Goal of the exercise
Every line below must be reproduced exactly. Copy them all.

Information shown
---*---

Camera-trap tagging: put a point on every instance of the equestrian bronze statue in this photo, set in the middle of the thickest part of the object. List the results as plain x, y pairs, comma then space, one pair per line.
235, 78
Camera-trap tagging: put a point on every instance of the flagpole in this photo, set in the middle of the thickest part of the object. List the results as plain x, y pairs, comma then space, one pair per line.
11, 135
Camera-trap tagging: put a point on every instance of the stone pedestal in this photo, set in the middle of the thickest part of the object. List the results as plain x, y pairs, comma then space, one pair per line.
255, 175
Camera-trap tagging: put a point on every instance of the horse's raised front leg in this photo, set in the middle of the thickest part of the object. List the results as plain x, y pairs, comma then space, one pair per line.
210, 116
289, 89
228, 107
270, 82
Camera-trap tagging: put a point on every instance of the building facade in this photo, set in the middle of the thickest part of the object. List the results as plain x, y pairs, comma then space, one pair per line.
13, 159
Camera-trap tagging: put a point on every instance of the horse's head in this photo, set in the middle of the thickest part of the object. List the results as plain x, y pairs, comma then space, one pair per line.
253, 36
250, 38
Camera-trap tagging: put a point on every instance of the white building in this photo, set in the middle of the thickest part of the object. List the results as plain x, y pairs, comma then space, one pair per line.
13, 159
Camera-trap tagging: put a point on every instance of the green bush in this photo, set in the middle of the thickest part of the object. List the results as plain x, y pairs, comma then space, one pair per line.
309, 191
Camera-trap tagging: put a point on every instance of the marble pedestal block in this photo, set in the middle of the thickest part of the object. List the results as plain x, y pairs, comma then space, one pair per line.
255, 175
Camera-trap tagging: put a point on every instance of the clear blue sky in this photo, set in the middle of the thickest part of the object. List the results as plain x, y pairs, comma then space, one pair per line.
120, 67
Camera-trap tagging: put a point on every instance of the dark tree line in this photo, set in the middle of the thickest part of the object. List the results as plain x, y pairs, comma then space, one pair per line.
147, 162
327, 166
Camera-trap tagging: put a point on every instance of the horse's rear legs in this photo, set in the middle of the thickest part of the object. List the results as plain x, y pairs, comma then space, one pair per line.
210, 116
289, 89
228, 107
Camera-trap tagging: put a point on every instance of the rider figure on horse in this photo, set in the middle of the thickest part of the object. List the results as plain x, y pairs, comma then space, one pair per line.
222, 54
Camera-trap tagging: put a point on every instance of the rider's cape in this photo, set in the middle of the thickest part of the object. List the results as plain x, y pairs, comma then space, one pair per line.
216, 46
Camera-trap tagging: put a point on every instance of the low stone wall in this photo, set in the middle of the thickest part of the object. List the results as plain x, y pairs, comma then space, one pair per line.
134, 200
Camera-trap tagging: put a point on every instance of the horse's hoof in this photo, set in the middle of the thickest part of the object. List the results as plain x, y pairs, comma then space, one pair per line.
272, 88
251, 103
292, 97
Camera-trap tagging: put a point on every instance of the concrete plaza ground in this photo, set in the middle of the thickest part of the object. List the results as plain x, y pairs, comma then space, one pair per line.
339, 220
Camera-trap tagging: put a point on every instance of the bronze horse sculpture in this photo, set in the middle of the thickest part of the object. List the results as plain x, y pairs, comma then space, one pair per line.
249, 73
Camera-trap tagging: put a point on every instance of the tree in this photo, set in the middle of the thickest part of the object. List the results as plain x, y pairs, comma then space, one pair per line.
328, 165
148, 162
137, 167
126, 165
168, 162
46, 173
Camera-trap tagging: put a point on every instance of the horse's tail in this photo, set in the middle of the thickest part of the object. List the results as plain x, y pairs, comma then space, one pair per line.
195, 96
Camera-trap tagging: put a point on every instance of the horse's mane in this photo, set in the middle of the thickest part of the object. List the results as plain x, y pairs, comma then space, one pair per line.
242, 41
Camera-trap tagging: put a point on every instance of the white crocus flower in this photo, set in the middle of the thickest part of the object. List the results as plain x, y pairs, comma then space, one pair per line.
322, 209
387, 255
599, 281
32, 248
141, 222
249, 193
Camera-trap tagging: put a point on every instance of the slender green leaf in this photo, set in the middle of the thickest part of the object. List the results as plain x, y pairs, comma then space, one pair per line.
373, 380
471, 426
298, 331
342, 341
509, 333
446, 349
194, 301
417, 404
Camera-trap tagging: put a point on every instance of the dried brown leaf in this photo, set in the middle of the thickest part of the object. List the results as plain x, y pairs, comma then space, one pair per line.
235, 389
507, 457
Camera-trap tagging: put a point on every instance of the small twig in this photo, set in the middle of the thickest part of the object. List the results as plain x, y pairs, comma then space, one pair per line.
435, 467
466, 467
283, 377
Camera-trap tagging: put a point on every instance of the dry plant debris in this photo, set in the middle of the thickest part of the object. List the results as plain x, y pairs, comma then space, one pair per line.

---*---

Response for this exercise
Camera-trap tagging: put a point on every instance of the equestrian bronze statue in this photo, set in the middle of the thickest part of the object. List the results as plain x, y pairs, comma then space, one pair per line.
235, 78
Camera-trap tagging: put a point on every instance of the flagpole in this photo, set in the middle of the thickest part of the object. List the results as plain x, y pairs, comma then space, one pair per line.
11, 135
Camera-trap tagging: put a point on every instance of the stone pedestal in this photo, set in the middle of the thickest part of the object. List the results as plain x, y pairs, comma then space, one pair per line.
255, 175
Camera-trap tagging: put a point on every instance of the horse's raised front leg in this photo, set in the middle of the thickest part of the object. List the results as plain x, y pairs, comma then space, one pair per line.
210, 116
289, 89
228, 107
270, 82
Camera-trap tagging: put a point on every instance of the building facade in this photo, set in the middle of the thickest part of the object. List the results as plain x, y pairs, comma then space, one pair per line.
13, 159
Camera-trap tagging: put a point on every instance of the horse's head in this photo, set in the middle of the thickest part of the object. List the results as plain x, y pairs, comma then space, one pair per line.
253, 36
250, 38
Camera-trap tagging: put a point on every instance of the white building in this photo, set in the middle of the thickest part of the object. List the results as plain x, y pairs, comma then space, one pair per line.
13, 159
Camera-trap tagging: put a point on every instance of the green bush in this photo, set in the middle of the thickest part of the object. List the results as plain x, y pairs, comma then space, one pair per line.
309, 191
Camera-trap tagging: put a point on every instance of the marble pedestal block in this photo, set in the middle of the thickest part of the object. List the results as plain x, y pairs, comma then space, one pair per line.
255, 175
Camera-trap tagging: put a point on every instance of the clear blue sky in this photo, set in the middle of the thickest part of the object. List the results as plain x, y pairs, comma then space, one pair per line.
120, 67
Camera-trap tagging: put a point on every instance of the dark tree line in this photo, set in the middle of the thickest part of the object. List the results as plain x, y pairs, comma then space, one pair per line.
147, 162
327, 166
Camera-trap tagging: put a point on every instance of the horse's rear legs in this photo, set in the middle of the thickest part of the object. List the results as plain x, y pairs, comma then space, one pair per line.
210, 116
289, 89
228, 107
Camera-trap tagging: put a point on every instance of the rider figure on horse in this photo, set in the middle of the thickest part of the object. List the results as plain x, y pairs, comma then space, one pair per line.
222, 54
Camera-trap tagging: put a point on every instance of the rider's cape in this photo, set in the middle of the thickest part of the object. List the results as plain x, y pairs, comma then space, one pair per line.
216, 46
Camera-trap tagging: put a point on every instance of the low stone wall in this photo, set in the middle of the thickest part of the object. List the results as plain x, y pairs, comma then space, one pair per line.
134, 200
Camera-trap tagging: put a point on every instance of the horse's hoof in this photo, set in the middle of the thickest part of the object. List the results as plain x, y pairs, comma then space, one pair per line.
272, 88
251, 103
292, 97
Camera-trap tagging: put a point on every instance of the concrete plaza ground in this photo, set in the middle of the thickest part of the object. List the results as plain x, y pairs, comma then space, one pair per line.
339, 220
Camera-trap tagging: put a point on every instance of the bronze horse sculpture in this photo, set in the middle of the thickest part of the object. List the results as plain x, y pairs, comma then space, one pair per line.
249, 73
Camera-trap tagging: put a point on every instance of the tree in this photo, set in the middle of the thickest part of the object. List the results as plain x, y pairs, comma then space, one pair per line.
328, 165
148, 162
137, 167
126, 165
168, 162
46, 173
Camera-trap tagging: put a point on every instance of the horse's tail in this photo, set in the middle of the thickest part of the object. List the results as plain x, y pairs, comma then space, one pair per line.
195, 96
Camera-trap tagging: put a point on every instance of the horse's mane in this photo, set in the middle of the thickest part of the object. List the results as plain x, y pairs, comma then space, one pair per line.
242, 41
Camera-trap tagging: put a point on every instance of the white crocus flower in this photo, set in the middle of the thickest part of the object. List the results as plain x, y pairs, comma then space, one pair per line.
322, 209
387, 255
599, 281
32, 248
141, 222
249, 193
Camera-trap tagging: put a point on every instance of the slender green leaf in this photo, set in the middle of the thickest part of the object. List the results as plain x, y pairs, comma then space, one pair per line.
373, 380
471, 426
298, 331
342, 341
509, 333
446, 349
194, 301
417, 404
Camera-trap tagging: put a point on every instance of the dried brown leaf in this photo, set in the middle of the thickest part of the object. List the results as plain x, y pairs, comma then space, one pair per line.
235, 389
507, 457
Camera-trap tagging: put a point on every instance of the small twig in this photo, set in the middle of the thickest part of the object. List the results as plain x, y pairs, comma then space, one pair per line.
435, 467
466, 467
283, 377
Camera-trap tagging: put a point on every instance of the dry plant debris in this photo, set in the middle of the thickest part of the object. List the results as plain x, y pairs, comma then space, one pair per line.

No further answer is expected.